### TASK REQUIREMENTS
1. Translate this sentence from the Cruise interview write-up into German: "To be honest, I wasn't very confident before applying."
2. Pick up the Cruise perception interview write-up after its final sentence and keep it going.

### SOURCE EXTRACT
———

Cruise Autonomous Perception Interview: 3D Object Detection and Multi-Sensor Fusion
2 years of autonomous driving perception experience, detailed review of Cruise's three technical interview rounds: Round 1 CV basics and 3D detection, Round 2 multi-sensor fusion LiDAR+Camera, Round 3 project deep dive and BEV perception, with question summary and tips
Background
I worked as a perception algorithm engineer at an autonomous driving startup for 2 years, mainly focusing on 3D object detection and multi-sensor fusion. Cruise has always been a company I really wanted to join — their technical accumulation in L4 autonomous driving perception is very deep, especially in BEV perception and multi-sensor fusion, which is recognized as industry-leading. When I saw they were hiring perception algorithm engineers in March, I applied immediately.
To be honest, I wasn't very confident before applying. My experience was mainly in LiDAR detection, and I had relatively little experience with Camera-based 3D detection. But Cruise's perception position requires knowledge of both LiDAR and Camera, and I wasn't sure if my partial expertise would be enough. So I spent nearly three weeks cramming, going through classic papers like PointPillars, CenterPoint, BEVFormer, and DETR3D, and hand-coding several key modules.
The interview process consisted of three technical rounds, each with a different focus. Let me review each round in detail.

———

### DATA SHOWN
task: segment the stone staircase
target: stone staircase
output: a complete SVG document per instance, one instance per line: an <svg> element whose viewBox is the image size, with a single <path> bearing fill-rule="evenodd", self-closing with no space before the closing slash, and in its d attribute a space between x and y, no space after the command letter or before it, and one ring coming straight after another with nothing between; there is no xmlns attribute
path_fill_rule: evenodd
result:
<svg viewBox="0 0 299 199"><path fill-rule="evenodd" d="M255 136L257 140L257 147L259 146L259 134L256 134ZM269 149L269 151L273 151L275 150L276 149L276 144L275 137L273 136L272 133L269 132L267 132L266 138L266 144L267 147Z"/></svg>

———

### TASK-BY-TASK OUTPUTS
1. Ehrlich gesagt war ich vor der Bewerbung nicht sehr zuversichtlich.

2.
Interview Process Review
Round 1: CV Basics + 3D Detection
My first interviewer was a very capable female engineer, who I later learned was a core member of the perception team. She started with a self-introduction and then asked a few CV basics to warm up.
1. What are the feature fusion methods in FPN? What are the pros and cons of each?
I said FPN uses top-down feature fusion. Later, PANet added a bottom-up path, and BiFPN further introduced weighted feature fusion. FPN's problem is insufficient feature enhancement for small objects, because high-level features have rich semantics but low spatial resolution. PANet enhances the semantic information of low-level features through the bottom-up path. BiFPN uses learnable weights to let the model adaptively fuse features from different levels.
2. How is the Attention mechanism used in CV?
I said there are mainly two types: Self-Attention and Cross-Attention. Self-Attention captures long-range dependencies within features, like SE-Net's channel attention and ViT's patch attention. Cross-Attention fuses features from different modalities or scales, like the interaction between queries and feature maps in DETR.
After warming up, we moved to core 3D detection questions:
3. What's the difference between PointPillars and VoxelNet? Why is PointPillars faster?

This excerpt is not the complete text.